··· Extract to read ···

“…it was David Hume who first woke me from my dogmatic slumber.”
Philosophy is becoming natural again; or perhaps it is that science is turning philosophical. But whether you call them experimental philosophers or philosophical experimenters, they promise to cut through the knotty problems of traditional philosophy. Free will (Libet), meta-ethics (Greene), consciousness (Dennett): questions that philosophers have wrangled over for centuries now have been reduced to reaction times and blood-oxygen levels and in the process, it seems, solved. Leibniz is out, fMRI is in; industrialization has come to philosophy at last.
If that is so, I will play the role of Luddite. The optimism driving this movement forward obscures the problems with the new methodology and confirms the value of the old analytical approach. There are questions, both local (How should neuroscientific claims be interpreted? What if empiricism shows the existence of innate categories? What does it mean if we find the source of a certain kind of belief?) and global (What is the aim of science? What is empiricism? Is everything an error theory? Is empiricism/naturalism self-refuting? What is rationality for embodied, evolved animals?). Having raised these questions, I will discuss various formulations of the problems and various attempts at solutions. In the process I will focus on thinkers who have been to post-Kantian philosophy what Hume was to Kant: the nightmare that startles us into consciousness.

··· Records shown ···

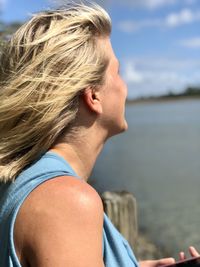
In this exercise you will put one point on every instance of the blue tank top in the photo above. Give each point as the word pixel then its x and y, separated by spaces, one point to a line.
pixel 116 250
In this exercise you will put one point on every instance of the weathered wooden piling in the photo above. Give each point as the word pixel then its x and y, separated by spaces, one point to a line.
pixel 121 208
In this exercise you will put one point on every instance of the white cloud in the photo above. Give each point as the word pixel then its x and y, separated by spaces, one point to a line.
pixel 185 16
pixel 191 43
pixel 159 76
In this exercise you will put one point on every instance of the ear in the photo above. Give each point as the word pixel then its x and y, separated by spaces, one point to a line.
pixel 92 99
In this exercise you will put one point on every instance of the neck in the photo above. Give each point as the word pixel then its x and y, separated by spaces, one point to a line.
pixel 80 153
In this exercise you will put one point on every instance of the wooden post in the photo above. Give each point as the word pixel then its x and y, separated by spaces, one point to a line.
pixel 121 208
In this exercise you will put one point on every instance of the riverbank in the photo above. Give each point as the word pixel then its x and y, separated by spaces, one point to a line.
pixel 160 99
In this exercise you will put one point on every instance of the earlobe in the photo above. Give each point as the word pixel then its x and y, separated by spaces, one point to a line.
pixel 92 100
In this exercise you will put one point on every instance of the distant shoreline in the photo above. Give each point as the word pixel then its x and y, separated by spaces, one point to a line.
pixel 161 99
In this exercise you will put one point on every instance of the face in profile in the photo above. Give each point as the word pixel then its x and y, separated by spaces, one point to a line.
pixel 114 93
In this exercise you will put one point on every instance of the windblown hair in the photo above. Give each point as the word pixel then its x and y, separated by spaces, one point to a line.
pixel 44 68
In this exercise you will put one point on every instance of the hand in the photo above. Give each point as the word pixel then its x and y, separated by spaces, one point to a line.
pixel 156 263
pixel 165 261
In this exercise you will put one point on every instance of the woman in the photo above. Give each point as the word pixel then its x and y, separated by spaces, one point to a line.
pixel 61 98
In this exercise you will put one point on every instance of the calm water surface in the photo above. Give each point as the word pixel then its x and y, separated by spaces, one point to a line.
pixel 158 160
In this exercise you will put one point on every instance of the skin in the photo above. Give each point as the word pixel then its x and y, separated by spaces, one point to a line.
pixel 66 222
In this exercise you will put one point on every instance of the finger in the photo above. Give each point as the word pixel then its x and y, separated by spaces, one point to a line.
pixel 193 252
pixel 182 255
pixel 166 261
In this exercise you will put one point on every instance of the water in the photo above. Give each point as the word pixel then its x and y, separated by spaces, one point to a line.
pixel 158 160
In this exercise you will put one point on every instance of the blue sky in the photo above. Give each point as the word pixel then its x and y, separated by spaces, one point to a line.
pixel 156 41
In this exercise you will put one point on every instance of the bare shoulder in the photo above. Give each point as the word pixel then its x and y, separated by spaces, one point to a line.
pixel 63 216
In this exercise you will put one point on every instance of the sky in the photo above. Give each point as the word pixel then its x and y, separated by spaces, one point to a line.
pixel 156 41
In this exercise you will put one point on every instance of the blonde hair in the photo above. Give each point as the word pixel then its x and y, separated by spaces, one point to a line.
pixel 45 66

···
··· Records shown ···

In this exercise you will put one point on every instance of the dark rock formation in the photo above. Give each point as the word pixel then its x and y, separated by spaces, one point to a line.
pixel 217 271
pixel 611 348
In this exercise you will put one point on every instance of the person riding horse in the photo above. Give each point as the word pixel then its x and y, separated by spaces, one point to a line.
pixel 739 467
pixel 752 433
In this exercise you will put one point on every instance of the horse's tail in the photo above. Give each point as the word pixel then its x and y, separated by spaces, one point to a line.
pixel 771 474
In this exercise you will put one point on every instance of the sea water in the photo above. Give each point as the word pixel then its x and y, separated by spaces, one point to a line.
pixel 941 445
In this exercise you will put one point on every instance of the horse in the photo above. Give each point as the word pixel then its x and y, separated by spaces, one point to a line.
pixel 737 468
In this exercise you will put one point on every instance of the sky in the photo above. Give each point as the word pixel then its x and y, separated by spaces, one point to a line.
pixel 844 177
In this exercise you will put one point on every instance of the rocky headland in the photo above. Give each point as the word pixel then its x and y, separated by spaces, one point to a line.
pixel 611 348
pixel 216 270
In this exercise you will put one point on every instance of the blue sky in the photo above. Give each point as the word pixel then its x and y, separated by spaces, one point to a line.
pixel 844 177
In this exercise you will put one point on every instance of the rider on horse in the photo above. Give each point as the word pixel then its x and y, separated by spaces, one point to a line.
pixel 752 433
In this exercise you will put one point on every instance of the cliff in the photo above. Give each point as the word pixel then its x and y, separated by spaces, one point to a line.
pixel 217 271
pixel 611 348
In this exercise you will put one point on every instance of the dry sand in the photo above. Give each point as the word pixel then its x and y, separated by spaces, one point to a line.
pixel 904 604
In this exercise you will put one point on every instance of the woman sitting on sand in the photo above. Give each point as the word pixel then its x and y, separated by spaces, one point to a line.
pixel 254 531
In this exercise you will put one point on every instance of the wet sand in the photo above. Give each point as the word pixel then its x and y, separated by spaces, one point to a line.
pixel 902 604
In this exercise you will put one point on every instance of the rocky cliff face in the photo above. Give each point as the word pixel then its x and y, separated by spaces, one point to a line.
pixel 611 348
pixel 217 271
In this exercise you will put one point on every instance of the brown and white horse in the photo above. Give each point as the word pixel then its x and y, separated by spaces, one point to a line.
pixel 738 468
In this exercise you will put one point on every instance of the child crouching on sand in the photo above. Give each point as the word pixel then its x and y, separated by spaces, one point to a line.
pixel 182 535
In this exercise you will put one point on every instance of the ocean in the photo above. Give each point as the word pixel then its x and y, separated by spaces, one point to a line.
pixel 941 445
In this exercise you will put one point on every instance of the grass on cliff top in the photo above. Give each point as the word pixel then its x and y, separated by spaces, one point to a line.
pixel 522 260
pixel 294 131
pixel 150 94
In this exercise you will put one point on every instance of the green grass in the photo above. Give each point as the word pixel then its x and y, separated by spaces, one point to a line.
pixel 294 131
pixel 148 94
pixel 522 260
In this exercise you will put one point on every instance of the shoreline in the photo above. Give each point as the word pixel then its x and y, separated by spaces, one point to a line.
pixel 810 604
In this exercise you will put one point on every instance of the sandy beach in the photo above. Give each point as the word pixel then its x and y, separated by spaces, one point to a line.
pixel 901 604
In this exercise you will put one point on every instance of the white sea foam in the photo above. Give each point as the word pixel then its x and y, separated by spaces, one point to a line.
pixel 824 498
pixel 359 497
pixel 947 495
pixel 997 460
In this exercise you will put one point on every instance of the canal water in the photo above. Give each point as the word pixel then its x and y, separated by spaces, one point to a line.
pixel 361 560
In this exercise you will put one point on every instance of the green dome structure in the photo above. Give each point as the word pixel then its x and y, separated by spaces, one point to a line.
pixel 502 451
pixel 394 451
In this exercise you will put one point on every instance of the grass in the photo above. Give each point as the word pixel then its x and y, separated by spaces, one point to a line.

···

◆ **Work to do**:
a) From the passage on experimental philosophy, repeat word for word the part that opens with the words containing "Philosophy is becoming" and closes with "philosophy at last.".
b) In the passage on experimental philosophy, what role does the writer say they will play?
c) Translate this sentence from the passage on experimental philosophy into French: "Philosophy is becoming natural again; or perhaps it is that science is turning philosophical."

◆ **Solutions by task**:
a)
Philosophy is becoming natural again; or perhaps it is that science is turning philosophical. But whether you call them experimental philosophers or philosophical experimenters, they promise to cut through the knotty problems of traditional philosophy. Free will (Libet), meta-ethics (Greene), consciousness (Dennett): questions that philosophers have wrangled over for centuries now have been reduced to reaction times and blood-oxygen levels and in the process, it seems, solved. Leibniz is out, fMRI is in; industrialization has come to philosophy at last.

b) The role of Luddite.

c) La philosophie redevient naturelle ; ou peut-être est-ce la science qui devient philosophique.